Saved data listing
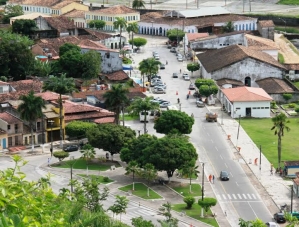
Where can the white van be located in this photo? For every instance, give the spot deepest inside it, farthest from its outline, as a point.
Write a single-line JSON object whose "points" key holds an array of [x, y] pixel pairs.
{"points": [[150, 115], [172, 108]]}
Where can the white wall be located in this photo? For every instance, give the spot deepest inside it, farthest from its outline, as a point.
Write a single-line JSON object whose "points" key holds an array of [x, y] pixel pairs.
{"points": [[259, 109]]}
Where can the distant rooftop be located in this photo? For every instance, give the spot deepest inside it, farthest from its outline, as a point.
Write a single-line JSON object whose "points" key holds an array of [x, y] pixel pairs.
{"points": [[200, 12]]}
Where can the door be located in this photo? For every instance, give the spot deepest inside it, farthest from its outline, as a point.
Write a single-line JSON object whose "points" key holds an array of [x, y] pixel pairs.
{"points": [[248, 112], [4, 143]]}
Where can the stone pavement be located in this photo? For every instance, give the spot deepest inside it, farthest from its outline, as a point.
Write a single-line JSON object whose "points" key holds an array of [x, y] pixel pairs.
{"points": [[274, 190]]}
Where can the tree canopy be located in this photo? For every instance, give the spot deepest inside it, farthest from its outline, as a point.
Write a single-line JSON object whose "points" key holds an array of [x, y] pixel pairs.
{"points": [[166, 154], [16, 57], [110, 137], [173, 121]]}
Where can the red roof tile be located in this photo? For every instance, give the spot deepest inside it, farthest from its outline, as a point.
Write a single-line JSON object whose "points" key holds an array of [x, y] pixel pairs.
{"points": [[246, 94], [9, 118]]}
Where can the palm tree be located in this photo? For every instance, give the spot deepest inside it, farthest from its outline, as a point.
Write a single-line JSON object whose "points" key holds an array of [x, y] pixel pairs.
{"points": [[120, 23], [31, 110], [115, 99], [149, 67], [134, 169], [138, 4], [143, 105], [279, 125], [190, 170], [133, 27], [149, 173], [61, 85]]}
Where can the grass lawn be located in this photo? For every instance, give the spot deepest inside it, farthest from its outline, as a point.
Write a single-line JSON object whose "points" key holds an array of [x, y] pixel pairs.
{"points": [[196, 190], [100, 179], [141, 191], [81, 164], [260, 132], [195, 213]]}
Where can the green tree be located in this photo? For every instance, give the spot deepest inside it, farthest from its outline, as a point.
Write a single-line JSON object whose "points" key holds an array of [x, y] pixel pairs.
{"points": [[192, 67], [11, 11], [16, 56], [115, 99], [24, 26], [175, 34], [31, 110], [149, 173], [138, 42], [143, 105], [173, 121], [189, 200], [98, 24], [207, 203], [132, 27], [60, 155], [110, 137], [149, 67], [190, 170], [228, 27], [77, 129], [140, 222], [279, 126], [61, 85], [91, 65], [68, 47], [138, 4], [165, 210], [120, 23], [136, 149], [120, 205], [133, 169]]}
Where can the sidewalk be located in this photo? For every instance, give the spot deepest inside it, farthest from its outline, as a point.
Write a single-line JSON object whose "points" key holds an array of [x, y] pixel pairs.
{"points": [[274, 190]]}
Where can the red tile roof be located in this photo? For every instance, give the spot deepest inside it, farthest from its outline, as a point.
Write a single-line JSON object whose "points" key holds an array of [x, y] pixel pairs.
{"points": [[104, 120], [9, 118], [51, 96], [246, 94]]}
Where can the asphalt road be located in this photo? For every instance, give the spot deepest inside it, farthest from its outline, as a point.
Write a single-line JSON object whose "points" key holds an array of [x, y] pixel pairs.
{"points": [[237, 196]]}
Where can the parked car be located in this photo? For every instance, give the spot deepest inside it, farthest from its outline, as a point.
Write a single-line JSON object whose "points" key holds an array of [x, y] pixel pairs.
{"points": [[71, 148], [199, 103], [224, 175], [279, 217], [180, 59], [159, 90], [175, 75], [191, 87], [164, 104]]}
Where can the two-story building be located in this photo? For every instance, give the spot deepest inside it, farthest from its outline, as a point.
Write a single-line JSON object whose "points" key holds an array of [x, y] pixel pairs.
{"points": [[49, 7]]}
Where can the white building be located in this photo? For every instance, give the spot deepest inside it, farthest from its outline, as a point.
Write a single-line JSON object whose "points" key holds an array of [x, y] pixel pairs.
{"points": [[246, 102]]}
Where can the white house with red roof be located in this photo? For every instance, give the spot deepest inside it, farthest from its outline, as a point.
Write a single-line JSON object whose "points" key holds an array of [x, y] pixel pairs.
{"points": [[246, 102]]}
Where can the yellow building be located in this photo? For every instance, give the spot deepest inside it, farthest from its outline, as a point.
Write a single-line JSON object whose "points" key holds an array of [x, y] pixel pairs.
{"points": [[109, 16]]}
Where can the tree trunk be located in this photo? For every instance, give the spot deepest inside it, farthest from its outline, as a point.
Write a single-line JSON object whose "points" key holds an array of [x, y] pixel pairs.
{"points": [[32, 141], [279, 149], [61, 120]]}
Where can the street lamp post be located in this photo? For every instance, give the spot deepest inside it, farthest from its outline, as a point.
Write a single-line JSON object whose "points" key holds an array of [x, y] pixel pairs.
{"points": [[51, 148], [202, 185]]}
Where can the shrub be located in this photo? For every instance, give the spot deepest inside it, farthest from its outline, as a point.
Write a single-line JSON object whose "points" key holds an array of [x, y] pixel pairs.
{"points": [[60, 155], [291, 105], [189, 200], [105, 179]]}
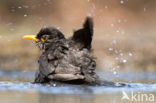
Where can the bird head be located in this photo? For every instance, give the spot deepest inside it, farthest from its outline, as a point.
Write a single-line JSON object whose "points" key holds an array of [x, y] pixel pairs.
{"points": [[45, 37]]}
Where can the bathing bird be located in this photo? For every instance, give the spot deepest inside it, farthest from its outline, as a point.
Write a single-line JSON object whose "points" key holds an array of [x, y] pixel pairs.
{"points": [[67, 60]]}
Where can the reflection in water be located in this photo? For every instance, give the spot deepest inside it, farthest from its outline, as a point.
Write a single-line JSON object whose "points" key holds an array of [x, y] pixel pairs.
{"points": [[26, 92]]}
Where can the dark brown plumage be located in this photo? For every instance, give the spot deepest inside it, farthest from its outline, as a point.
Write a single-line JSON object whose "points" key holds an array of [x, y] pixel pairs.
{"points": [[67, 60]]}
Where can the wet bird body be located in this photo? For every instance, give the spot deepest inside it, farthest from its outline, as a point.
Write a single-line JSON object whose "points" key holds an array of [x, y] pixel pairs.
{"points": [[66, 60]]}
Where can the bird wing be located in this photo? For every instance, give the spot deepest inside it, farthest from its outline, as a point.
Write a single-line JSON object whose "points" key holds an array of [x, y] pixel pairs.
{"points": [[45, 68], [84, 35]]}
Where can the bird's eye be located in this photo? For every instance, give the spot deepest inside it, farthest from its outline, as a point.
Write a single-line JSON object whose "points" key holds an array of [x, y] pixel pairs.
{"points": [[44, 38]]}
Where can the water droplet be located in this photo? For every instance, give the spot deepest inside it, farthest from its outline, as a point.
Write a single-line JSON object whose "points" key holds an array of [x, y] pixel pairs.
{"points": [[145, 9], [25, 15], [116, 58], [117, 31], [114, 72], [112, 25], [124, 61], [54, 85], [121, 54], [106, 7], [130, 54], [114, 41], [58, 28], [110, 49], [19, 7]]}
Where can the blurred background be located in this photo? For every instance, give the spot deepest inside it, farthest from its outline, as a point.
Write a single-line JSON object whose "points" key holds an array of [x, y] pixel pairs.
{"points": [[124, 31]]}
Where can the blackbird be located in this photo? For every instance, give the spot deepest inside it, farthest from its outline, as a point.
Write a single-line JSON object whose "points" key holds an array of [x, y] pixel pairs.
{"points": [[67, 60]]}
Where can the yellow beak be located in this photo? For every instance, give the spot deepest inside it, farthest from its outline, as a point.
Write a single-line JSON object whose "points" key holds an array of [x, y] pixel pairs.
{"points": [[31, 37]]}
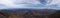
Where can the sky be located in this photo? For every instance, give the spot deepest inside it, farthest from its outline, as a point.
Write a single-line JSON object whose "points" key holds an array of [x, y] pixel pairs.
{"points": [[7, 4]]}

--

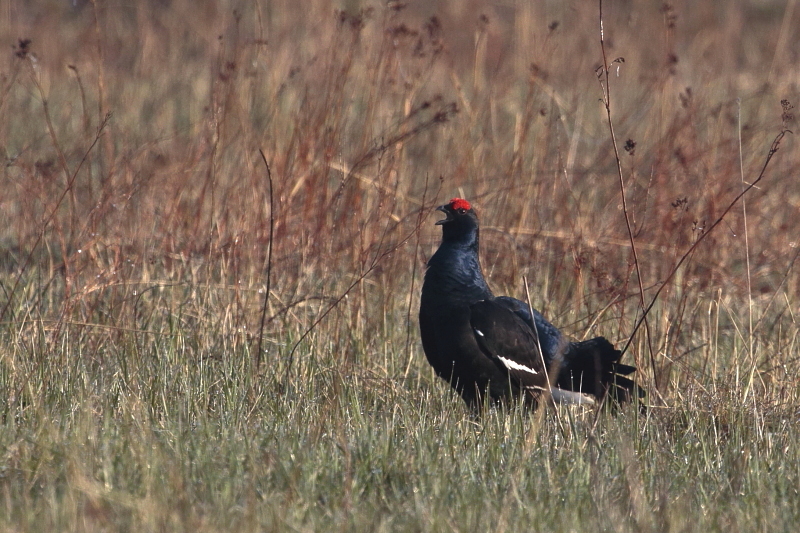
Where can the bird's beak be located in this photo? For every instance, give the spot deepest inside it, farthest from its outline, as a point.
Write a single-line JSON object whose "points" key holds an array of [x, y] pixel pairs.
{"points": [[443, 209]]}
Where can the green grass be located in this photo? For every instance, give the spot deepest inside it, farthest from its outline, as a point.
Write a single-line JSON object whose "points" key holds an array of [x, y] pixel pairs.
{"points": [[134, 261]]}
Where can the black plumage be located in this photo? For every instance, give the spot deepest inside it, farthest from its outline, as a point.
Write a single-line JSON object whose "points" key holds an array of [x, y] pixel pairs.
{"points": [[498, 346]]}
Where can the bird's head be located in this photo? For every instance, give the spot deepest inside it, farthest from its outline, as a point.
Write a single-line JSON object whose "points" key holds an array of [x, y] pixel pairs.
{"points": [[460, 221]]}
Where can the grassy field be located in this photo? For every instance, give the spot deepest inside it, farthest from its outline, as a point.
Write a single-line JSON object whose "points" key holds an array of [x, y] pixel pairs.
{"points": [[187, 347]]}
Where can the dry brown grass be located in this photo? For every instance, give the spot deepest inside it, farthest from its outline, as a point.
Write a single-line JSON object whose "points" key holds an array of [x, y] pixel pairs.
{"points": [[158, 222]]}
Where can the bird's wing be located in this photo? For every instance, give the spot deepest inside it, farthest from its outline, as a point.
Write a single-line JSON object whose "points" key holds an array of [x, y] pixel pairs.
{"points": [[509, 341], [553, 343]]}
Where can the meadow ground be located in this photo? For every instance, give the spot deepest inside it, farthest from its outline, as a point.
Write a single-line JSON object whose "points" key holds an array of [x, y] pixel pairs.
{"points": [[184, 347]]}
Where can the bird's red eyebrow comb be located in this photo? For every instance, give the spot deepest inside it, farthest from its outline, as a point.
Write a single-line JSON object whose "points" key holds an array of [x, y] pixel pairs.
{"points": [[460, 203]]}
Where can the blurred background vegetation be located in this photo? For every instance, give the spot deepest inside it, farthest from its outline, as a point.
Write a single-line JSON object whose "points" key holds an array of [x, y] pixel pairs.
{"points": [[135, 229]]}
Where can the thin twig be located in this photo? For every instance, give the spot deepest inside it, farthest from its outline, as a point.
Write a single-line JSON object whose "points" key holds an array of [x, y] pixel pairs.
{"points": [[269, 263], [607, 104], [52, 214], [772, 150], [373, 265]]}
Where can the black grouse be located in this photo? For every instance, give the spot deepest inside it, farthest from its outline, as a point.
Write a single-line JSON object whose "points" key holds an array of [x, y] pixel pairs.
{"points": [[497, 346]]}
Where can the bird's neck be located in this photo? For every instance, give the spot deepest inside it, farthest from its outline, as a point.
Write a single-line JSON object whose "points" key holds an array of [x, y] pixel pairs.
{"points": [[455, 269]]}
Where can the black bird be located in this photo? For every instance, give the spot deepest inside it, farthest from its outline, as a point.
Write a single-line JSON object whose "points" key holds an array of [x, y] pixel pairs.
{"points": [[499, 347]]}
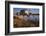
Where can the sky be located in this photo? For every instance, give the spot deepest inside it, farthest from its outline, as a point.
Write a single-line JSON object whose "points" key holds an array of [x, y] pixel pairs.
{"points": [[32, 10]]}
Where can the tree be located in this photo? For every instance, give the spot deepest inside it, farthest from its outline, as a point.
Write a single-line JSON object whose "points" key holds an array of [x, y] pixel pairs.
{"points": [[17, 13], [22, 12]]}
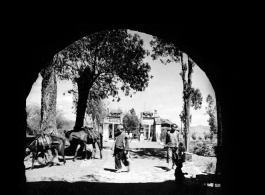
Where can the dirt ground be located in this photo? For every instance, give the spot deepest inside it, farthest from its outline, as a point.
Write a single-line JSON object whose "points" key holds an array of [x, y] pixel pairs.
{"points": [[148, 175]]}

Set exercise: Return every line of the listing above that contains the word "beak", copying each line in full.

Correct answer:
Where can the yellow beak be located in this photo? For every instance, give the spot deepest inside it, farthest from its outline, as a point.
Where can the bird's beak be located in this photo? For every instance, give the spot deepest inside it, farthest from its outline, as a point.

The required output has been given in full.